START SUPPLIED RECORDS

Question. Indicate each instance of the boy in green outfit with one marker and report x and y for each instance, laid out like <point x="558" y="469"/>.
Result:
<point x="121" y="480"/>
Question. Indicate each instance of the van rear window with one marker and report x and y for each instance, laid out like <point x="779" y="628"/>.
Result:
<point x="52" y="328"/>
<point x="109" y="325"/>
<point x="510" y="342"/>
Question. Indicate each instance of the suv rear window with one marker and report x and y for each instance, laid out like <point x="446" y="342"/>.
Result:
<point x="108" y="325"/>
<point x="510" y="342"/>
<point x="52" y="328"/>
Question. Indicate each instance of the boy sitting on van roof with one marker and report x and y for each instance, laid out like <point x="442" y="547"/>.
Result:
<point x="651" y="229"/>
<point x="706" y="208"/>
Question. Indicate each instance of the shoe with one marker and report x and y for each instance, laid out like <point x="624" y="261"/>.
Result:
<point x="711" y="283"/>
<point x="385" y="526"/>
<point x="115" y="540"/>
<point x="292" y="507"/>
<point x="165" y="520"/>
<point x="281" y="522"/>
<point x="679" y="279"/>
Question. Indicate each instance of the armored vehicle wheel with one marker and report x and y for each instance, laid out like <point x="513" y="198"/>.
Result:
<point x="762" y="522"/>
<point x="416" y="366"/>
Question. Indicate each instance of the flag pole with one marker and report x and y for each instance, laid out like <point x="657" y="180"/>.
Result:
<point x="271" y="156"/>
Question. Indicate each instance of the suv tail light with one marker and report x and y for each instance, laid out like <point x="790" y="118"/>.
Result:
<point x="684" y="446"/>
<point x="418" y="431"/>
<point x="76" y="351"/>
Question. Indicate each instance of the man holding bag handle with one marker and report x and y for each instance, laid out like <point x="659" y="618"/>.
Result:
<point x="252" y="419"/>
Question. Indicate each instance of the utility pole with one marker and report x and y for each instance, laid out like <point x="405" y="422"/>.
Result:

END SUPPLIED RECORDS

» AIM OF THE TASK:
If the string "rear" appears in a line of the data above, that line counts. State how many such lines there are and nothing more.

» COMPLETED TASK:
2